Copy out word for word every line of the items, starting at the line that contains "Where can you spot the stone" and continuing through the last line of the items.
──────── Stored records ────────
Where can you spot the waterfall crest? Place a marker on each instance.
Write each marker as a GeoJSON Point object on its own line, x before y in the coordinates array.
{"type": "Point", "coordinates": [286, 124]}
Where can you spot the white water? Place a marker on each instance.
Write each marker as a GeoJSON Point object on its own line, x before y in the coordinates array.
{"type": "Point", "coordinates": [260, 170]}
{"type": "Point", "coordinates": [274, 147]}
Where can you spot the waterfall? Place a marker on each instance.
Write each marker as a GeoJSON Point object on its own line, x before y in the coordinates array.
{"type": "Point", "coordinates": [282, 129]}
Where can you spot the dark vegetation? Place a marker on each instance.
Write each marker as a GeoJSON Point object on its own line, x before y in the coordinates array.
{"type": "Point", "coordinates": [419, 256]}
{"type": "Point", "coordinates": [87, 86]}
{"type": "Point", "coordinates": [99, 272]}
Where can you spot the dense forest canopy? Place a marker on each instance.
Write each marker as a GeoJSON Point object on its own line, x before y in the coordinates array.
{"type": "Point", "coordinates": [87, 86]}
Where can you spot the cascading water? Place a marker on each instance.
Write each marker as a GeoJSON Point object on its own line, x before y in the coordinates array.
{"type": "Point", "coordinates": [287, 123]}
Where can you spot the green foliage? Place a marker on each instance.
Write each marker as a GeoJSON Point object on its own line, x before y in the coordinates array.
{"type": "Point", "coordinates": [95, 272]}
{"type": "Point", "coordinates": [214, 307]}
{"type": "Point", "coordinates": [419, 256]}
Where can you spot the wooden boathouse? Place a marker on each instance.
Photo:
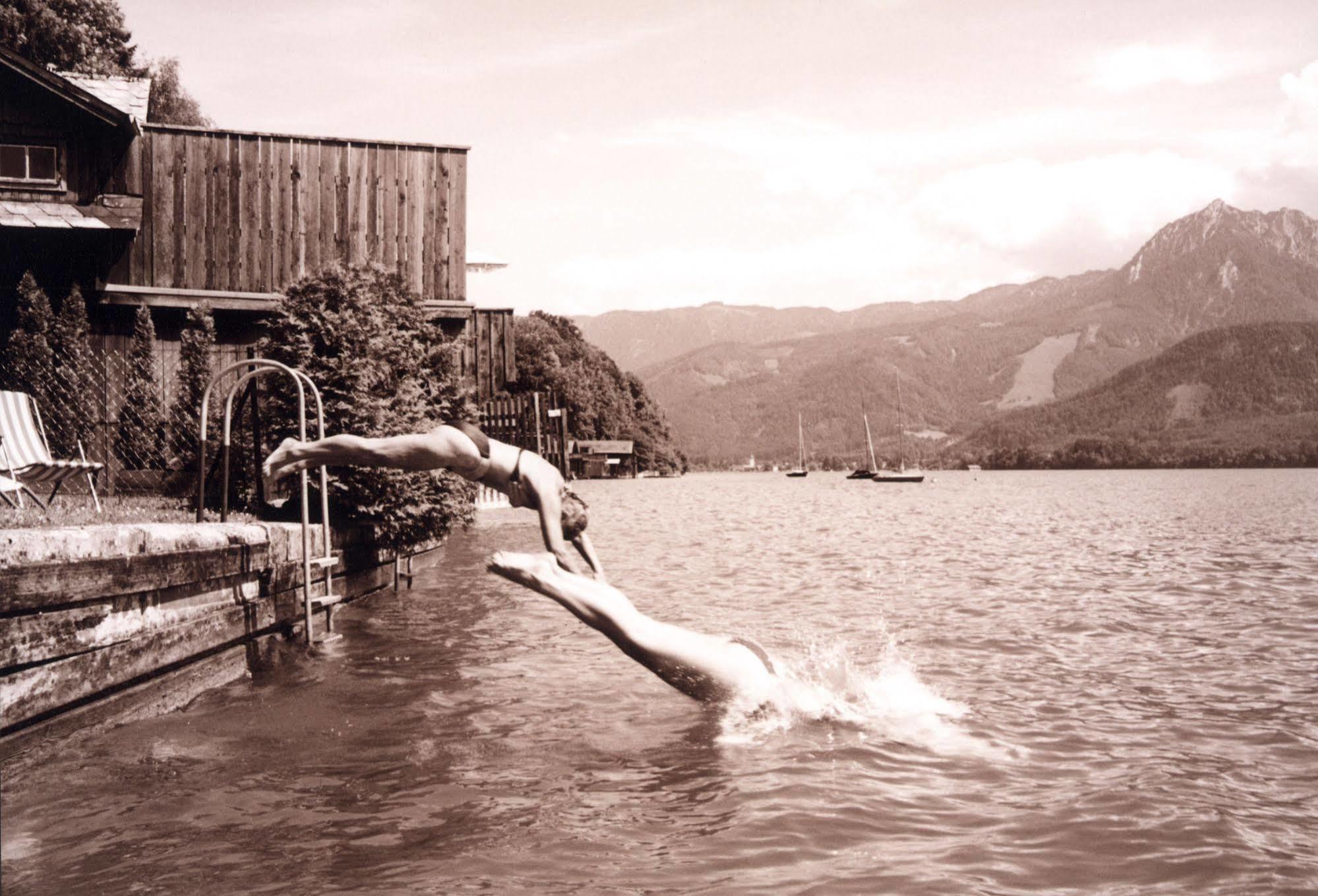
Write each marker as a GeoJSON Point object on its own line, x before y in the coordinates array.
{"type": "Point", "coordinates": [169, 216]}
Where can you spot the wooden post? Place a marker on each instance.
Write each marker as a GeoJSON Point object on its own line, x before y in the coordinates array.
{"type": "Point", "coordinates": [256, 434]}
{"type": "Point", "coordinates": [563, 443]}
{"type": "Point", "coordinates": [539, 439]}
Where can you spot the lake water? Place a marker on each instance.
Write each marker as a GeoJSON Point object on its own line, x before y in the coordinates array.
{"type": "Point", "coordinates": [1018, 683]}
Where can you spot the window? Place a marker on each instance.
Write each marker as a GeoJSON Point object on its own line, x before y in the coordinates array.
{"type": "Point", "coordinates": [28, 162]}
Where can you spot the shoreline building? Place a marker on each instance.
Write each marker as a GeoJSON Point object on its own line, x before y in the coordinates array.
{"type": "Point", "coordinates": [170, 216]}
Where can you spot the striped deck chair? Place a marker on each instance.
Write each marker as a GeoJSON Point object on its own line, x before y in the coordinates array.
{"type": "Point", "coordinates": [25, 456]}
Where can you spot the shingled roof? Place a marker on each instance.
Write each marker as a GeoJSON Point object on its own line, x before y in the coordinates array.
{"type": "Point", "coordinates": [129, 95]}
{"type": "Point", "coordinates": [69, 90]}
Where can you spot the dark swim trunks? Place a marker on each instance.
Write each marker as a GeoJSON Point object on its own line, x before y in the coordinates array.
{"type": "Point", "coordinates": [758, 651]}
{"type": "Point", "coordinates": [471, 431]}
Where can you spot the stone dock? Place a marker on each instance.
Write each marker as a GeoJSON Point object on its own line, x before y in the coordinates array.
{"type": "Point", "coordinates": [100, 625]}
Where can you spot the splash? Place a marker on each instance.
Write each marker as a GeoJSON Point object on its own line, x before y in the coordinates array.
{"type": "Point", "coordinates": [884, 698]}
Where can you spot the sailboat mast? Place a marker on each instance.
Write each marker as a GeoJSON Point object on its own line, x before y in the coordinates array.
{"type": "Point", "coordinates": [901, 427]}
{"type": "Point", "coordinates": [869, 440]}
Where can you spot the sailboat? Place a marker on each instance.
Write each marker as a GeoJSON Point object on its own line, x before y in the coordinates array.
{"type": "Point", "coordinates": [868, 473]}
{"type": "Point", "coordinates": [901, 473]}
{"type": "Point", "coordinates": [800, 452]}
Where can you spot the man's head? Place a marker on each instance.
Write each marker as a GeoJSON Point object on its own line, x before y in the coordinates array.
{"type": "Point", "coordinates": [574, 514]}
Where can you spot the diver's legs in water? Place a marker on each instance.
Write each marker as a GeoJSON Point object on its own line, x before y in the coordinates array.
{"type": "Point", "coordinates": [704, 667]}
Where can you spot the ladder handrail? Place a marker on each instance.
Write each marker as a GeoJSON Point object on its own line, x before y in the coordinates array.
{"type": "Point", "coordinates": [261, 367]}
────────
Exercise response>
Where can you spot the stone dock? Place a marker on each instance.
Write each marker as a GeoJSON Point object on its own line, x before y in the coordinates array.
{"type": "Point", "coordinates": [100, 625]}
Where can you spot the splash? Place a marker on each instance.
Write each marker as a GeoJSON Point object on its own line, x before y in the coordinates array.
{"type": "Point", "coordinates": [884, 698]}
Where can you spot the sailboat mast? Place a marker on each instance.
Write each marker as a GeoJSON Point object on its own line, x before y in the coordinates array.
{"type": "Point", "coordinates": [901, 427]}
{"type": "Point", "coordinates": [869, 440]}
Where can you spot the sailboat? Place a marker on each instance.
Write each marker as a GeoJSON Point object on its own line, x before y in the coordinates array.
{"type": "Point", "coordinates": [868, 473]}
{"type": "Point", "coordinates": [901, 473]}
{"type": "Point", "coordinates": [800, 452]}
Where can you spot the man's head? Place a marker on each instance.
Write each marker as a GeoJSON Point object on its own line, x before y in the coordinates array.
{"type": "Point", "coordinates": [574, 514]}
Where can you spot the diver's legs in water? Place a marker on each instance.
Write each marker as a GeoJSON Point object on its own line, x before y in the coordinates array.
{"type": "Point", "coordinates": [704, 667]}
Where can you spot the ladder handrail? Place a marker on each instance.
Write each marker as a GeoJSON Point object on its own line, x before y in the coordinates array.
{"type": "Point", "coordinates": [261, 367]}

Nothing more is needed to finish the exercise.